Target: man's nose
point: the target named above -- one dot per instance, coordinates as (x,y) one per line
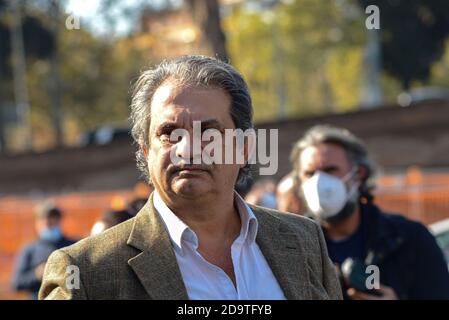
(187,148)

--

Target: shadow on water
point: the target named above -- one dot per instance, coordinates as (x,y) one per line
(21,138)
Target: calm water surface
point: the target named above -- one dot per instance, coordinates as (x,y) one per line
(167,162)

-- TO BE DONE --
Pull out every line in the items above that contains the word "water".

-- CORRECT RESULT --
Target: shadow on water
Target: calm water surface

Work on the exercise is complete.